Copy these items word for word, starting with the line that contains "Tag one spot per instance of the shallow" and going on through the end of the items.

((

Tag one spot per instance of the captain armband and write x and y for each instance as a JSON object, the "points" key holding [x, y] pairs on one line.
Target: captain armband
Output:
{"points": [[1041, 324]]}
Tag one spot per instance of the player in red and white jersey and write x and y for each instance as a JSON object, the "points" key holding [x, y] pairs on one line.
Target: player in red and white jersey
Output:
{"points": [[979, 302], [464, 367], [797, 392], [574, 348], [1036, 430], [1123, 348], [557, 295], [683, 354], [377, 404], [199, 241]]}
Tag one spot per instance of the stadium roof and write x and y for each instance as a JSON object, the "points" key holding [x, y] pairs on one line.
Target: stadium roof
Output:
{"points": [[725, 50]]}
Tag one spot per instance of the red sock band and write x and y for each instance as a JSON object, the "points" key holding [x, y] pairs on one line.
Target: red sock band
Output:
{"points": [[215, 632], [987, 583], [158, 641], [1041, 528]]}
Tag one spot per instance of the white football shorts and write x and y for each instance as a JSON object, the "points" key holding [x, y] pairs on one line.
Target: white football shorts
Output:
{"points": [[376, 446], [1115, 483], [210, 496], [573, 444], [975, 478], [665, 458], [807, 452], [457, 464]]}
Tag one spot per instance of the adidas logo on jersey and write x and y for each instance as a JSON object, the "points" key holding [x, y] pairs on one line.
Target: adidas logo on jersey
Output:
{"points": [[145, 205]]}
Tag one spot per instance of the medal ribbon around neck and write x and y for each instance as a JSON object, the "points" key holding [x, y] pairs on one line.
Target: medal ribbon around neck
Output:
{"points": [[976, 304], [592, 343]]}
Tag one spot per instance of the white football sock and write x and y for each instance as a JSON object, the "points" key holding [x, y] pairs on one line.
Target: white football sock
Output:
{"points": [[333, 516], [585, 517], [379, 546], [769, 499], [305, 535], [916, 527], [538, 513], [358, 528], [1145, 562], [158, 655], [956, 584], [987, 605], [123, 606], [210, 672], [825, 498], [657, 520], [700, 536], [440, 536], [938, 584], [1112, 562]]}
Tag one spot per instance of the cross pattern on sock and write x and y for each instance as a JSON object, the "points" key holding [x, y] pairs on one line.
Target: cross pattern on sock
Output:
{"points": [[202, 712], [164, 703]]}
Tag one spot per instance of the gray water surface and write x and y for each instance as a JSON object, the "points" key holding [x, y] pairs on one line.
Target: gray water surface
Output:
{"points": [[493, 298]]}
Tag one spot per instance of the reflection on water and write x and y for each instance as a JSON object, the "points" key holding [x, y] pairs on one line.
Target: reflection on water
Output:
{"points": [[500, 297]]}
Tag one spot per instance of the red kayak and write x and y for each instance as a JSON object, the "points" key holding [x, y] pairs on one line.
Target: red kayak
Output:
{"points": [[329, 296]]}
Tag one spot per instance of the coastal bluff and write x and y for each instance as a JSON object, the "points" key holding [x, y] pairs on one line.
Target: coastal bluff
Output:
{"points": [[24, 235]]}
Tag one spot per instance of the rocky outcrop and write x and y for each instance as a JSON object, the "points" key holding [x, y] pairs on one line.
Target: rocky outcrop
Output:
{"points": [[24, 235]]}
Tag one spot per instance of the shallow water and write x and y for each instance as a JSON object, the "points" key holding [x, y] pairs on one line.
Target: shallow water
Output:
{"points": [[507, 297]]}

))

• **Written solution**
Tag one spot per instance of the shallow water and write x and y for each instance as a JSON object, the "points" key holding [x, y] pairs on one line.
Target: shallow water
Output:
{"points": [[507, 297]]}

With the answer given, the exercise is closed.